WORK INSTRUCTION — If a line below contains the string "long", return that line.
═══ GIVEN RECORDS ═══
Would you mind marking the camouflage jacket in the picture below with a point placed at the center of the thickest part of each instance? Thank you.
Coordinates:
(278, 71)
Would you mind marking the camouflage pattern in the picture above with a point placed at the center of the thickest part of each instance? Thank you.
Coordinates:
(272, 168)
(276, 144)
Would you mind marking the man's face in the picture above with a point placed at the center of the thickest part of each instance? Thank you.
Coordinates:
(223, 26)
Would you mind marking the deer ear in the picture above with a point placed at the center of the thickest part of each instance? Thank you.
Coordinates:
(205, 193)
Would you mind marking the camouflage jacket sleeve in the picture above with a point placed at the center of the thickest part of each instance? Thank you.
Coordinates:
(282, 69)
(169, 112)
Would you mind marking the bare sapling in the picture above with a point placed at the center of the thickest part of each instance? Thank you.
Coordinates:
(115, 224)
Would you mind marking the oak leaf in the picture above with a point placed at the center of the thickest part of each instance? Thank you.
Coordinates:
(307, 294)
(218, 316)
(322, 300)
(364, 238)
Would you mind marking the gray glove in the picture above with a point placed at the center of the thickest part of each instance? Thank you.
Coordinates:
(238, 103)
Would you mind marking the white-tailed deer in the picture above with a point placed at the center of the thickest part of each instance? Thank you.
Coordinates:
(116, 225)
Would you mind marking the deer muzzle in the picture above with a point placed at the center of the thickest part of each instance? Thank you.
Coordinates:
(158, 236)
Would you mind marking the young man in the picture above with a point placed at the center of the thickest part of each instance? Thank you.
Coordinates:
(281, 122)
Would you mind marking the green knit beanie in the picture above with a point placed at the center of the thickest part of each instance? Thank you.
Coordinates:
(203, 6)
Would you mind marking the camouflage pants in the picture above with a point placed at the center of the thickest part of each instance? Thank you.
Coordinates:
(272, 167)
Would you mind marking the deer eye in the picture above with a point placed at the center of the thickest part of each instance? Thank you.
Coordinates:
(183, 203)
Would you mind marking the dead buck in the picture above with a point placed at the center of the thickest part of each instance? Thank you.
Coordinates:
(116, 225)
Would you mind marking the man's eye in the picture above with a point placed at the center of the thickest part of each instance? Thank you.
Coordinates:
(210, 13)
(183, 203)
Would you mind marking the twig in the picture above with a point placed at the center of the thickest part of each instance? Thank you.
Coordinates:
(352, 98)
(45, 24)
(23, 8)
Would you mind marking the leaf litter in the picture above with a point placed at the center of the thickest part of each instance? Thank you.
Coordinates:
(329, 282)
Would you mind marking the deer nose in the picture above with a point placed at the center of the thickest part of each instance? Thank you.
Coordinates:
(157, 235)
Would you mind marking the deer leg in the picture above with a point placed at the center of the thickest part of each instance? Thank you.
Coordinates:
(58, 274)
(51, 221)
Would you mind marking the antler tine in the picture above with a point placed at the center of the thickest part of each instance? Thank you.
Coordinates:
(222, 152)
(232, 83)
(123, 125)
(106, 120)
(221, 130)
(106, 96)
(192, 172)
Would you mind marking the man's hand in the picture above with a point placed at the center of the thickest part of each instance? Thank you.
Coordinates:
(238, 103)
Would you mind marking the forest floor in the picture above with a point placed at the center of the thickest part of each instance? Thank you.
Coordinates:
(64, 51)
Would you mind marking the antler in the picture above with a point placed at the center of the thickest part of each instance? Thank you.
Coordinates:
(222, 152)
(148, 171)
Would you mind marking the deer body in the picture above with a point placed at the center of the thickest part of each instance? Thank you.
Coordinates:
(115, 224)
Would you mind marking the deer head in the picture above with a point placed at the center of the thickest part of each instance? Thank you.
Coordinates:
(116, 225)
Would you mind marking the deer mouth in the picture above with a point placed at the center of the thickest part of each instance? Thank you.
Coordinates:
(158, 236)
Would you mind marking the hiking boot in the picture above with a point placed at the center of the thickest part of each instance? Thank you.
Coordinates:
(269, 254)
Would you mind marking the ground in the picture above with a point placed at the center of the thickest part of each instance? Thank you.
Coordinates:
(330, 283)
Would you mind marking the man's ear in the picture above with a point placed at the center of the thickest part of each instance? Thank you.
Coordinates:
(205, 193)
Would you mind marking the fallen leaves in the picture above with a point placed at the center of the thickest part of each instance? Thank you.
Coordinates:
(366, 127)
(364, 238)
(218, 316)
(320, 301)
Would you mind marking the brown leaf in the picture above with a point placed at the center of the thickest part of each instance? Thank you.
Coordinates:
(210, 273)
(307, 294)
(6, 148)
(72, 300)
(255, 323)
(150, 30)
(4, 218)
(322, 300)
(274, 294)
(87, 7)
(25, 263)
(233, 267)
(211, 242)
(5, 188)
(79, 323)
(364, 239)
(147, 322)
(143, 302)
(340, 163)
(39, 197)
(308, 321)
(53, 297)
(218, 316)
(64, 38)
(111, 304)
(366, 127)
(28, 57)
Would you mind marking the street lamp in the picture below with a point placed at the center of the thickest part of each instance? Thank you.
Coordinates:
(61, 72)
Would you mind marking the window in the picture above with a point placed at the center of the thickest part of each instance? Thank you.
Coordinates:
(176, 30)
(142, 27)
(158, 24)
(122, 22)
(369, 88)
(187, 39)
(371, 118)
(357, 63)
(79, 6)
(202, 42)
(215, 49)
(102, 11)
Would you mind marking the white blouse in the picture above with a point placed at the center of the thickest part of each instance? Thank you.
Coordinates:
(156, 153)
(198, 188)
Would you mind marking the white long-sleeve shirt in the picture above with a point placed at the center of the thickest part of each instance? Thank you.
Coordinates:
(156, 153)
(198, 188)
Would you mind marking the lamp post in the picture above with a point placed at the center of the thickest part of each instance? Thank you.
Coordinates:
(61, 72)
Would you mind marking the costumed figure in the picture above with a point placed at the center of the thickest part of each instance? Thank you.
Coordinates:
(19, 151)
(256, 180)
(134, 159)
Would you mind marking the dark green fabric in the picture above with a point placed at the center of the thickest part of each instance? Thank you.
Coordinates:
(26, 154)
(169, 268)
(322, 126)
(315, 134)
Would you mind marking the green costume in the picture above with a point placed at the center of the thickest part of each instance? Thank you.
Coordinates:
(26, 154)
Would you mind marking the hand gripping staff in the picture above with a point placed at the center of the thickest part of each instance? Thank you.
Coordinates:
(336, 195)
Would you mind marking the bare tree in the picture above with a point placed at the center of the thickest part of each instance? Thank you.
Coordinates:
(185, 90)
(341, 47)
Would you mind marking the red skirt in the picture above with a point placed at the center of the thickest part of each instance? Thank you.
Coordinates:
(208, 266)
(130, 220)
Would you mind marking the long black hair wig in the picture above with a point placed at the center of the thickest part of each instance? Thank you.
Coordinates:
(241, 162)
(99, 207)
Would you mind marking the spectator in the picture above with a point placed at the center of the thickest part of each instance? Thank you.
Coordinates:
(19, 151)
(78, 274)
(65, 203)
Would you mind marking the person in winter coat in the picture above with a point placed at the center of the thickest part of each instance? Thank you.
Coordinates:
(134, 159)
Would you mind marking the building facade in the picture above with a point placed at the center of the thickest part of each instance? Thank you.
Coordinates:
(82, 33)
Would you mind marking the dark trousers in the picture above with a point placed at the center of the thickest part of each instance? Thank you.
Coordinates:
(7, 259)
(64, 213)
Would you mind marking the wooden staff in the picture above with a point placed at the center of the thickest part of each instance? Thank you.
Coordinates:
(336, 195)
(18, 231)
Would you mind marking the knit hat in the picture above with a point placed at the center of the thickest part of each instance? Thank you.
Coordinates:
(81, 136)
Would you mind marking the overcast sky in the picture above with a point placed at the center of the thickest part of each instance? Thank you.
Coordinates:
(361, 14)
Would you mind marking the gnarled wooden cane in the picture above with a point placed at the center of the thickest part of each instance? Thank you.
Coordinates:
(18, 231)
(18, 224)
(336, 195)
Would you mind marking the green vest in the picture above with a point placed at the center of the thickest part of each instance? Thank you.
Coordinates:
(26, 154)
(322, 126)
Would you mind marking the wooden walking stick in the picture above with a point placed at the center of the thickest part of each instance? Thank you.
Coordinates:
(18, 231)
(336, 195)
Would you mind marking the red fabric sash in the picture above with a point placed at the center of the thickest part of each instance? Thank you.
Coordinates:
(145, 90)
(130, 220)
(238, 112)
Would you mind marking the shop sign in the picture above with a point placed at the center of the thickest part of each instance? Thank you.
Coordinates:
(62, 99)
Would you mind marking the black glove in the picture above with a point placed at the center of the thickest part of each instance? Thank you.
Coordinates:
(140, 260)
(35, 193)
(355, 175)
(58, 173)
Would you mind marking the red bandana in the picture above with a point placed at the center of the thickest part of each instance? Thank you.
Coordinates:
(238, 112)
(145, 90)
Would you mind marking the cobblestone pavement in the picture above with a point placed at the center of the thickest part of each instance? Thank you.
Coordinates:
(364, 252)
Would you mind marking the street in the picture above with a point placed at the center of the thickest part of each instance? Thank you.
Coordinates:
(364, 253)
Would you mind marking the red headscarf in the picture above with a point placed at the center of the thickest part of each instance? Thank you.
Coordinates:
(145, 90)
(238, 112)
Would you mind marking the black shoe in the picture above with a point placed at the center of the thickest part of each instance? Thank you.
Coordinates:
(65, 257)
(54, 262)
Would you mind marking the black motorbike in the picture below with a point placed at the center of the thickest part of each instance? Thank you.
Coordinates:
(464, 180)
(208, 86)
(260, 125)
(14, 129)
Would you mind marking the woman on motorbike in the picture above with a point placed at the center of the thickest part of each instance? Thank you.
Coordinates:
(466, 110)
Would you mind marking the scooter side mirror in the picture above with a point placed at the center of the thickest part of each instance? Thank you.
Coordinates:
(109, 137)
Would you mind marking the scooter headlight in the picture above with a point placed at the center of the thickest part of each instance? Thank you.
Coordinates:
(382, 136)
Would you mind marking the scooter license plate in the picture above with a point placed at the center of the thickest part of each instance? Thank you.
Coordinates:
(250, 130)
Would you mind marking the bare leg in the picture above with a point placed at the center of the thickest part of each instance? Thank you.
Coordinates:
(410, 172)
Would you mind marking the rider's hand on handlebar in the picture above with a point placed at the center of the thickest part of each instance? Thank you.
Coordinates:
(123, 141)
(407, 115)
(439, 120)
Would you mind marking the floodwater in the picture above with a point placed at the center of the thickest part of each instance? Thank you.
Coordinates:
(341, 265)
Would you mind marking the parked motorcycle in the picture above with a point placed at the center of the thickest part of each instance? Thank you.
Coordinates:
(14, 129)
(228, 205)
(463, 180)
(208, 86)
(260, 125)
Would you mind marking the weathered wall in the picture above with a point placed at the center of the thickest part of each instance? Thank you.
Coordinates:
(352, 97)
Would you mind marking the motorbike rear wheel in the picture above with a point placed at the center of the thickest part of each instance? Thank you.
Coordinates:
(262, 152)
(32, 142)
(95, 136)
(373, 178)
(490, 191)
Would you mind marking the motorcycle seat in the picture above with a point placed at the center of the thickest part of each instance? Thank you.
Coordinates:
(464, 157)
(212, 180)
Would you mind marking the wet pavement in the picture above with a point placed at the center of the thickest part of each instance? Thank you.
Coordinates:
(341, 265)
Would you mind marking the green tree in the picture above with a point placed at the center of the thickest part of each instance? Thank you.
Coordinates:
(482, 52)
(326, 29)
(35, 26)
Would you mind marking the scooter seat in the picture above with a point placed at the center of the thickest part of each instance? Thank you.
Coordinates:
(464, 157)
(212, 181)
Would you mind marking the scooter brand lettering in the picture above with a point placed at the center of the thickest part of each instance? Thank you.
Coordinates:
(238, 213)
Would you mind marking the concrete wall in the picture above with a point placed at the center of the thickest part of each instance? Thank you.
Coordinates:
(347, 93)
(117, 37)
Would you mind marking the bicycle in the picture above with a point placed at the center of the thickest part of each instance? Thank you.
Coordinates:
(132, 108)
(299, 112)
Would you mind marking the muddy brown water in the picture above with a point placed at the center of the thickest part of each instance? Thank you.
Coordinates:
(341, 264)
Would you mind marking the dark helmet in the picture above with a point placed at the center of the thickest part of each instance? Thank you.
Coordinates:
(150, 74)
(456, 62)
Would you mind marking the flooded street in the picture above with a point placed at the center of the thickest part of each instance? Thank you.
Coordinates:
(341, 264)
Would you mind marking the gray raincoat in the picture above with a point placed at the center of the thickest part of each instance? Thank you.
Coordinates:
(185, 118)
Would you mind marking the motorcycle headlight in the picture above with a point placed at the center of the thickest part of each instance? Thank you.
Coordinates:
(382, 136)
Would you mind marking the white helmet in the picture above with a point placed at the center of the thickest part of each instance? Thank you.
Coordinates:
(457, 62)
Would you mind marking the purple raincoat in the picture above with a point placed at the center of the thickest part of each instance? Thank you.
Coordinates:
═══
SOLUTION FOR THIS TASK —
Would you mind marking the white long-sleeve shirt in the picture above with a point placed at the center of the thickest part of each instance? Thank you.
Would you mind marking the long black hair wig in the picture above with a point placed at the center of the thickest part of each instance? Thank you.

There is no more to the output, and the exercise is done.